=== Stated exercise ===
Can you retype only the lines from the one with "In this picture, where can the blue" through the final line of the material, exactly as given?
**********
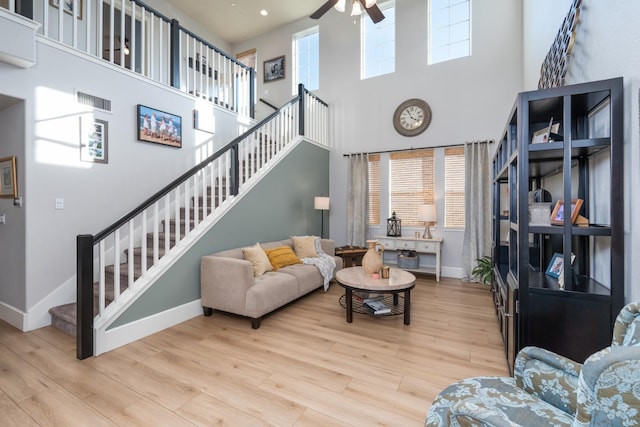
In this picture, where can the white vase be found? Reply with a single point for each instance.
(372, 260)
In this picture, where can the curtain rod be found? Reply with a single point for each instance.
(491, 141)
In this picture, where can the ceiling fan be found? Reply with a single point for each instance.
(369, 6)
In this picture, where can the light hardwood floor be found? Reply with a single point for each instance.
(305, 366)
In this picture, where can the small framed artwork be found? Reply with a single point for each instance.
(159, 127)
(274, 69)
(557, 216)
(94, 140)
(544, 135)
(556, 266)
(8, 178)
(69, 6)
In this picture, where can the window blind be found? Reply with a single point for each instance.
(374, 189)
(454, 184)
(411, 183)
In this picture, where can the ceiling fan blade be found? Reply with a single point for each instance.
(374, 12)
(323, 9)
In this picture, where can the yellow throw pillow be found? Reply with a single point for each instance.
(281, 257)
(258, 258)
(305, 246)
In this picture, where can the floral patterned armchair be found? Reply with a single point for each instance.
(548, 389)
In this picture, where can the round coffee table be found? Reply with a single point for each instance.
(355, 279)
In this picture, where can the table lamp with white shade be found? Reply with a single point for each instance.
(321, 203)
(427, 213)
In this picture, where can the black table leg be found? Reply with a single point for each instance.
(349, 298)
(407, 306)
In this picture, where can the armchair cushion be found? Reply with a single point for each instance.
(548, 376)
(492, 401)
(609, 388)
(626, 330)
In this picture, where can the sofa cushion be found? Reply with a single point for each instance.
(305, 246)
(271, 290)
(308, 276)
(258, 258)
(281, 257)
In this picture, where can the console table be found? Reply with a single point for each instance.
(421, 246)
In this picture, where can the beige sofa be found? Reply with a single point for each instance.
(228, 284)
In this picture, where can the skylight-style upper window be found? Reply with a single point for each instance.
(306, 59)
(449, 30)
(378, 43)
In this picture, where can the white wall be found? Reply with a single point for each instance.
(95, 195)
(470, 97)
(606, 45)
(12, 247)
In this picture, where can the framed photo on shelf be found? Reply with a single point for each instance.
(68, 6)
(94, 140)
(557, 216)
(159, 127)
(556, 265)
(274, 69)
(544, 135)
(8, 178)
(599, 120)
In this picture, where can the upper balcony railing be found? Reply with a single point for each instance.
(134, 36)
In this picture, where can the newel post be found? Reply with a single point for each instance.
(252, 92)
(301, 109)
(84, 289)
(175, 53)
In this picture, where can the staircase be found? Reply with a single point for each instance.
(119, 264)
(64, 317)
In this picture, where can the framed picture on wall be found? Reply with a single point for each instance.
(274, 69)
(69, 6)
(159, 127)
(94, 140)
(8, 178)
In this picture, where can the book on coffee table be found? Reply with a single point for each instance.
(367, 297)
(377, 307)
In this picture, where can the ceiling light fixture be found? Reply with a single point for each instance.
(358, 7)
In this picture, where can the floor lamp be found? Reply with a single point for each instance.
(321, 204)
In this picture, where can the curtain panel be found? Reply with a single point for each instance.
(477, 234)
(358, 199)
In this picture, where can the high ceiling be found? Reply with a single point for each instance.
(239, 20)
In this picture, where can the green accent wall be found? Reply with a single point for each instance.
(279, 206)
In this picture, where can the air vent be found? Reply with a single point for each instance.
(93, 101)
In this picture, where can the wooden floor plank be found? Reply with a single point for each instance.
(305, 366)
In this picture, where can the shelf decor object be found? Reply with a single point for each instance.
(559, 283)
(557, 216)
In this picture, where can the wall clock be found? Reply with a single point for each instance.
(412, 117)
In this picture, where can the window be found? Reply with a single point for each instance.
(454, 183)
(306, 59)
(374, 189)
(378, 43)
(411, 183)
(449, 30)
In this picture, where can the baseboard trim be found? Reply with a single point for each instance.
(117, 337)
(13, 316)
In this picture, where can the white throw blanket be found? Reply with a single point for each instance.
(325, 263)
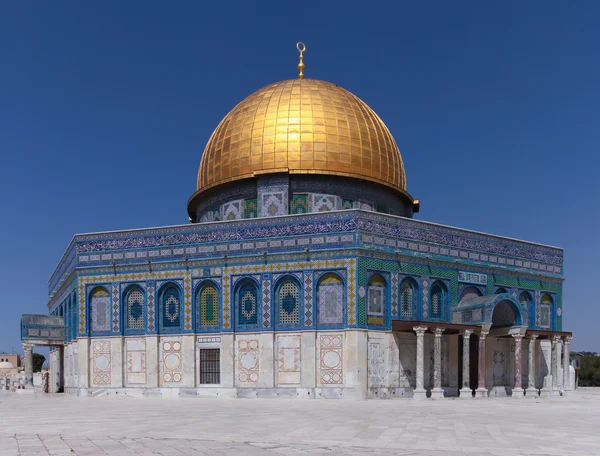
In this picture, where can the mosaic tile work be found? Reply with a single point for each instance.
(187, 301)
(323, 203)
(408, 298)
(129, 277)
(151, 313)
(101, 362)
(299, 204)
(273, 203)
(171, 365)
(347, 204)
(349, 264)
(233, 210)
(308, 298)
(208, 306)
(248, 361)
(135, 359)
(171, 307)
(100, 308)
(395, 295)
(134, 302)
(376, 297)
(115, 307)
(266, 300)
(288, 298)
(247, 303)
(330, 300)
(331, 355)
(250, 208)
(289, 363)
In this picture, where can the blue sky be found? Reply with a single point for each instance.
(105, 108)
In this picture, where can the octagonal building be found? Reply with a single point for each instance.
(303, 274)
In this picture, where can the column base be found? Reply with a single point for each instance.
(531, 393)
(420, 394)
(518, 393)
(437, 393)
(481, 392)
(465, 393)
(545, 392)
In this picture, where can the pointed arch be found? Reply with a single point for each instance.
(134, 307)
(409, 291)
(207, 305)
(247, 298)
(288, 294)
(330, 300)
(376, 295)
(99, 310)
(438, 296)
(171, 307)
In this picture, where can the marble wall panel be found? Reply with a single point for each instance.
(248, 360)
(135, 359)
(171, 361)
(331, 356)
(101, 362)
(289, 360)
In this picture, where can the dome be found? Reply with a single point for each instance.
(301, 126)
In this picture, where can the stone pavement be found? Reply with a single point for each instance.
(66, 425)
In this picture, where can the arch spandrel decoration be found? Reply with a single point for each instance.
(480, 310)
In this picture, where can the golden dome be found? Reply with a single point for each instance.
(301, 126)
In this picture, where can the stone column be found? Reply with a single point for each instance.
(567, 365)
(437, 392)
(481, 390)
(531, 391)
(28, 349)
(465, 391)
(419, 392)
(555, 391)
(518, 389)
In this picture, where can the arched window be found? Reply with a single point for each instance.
**********
=== Written response ===
In this picture, where can the blue sky be found? Reply with a single point for each instance.
(105, 108)
In this picture, where can the octagonal building be found? Reply with a single point for each instance.
(303, 274)
In this picture, where can the column base be found? Reply with a single point for each instance.
(531, 393)
(420, 394)
(518, 393)
(437, 393)
(481, 392)
(465, 393)
(545, 392)
In this picture, where can the pointed arch be found? Reply with a single point for each instance.
(134, 307)
(409, 291)
(207, 305)
(247, 298)
(288, 294)
(330, 300)
(376, 295)
(99, 310)
(438, 296)
(171, 307)
In this picture, where can the marble wall panel be found? Reply with a single point for each instance.
(248, 360)
(135, 359)
(171, 361)
(331, 356)
(101, 362)
(289, 360)
In this picture, where can the dome be found? Reply with a single point for each instance.
(301, 126)
In this picture, where can the stone pavement be found? Reply with a single point for each instance.
(66, 425)
In this picture, where can the arch spandrel decoration be found? Reply with a single point for each instance.
(480, 310)
In this picture, where can the golden dome be found? Reply with a single point for each instance.
(301, 126)
In this picture, where can the stone column be found? Reply with a single point for each instance.
(567, 365)
(437, 392)
(481, 390)
(531, 391)
(28, 349)
(465, 391)
(419, 392)
(555, 391)
(518, 389)
In this picture, where can the arched window be found? Reply with a single point for each instance.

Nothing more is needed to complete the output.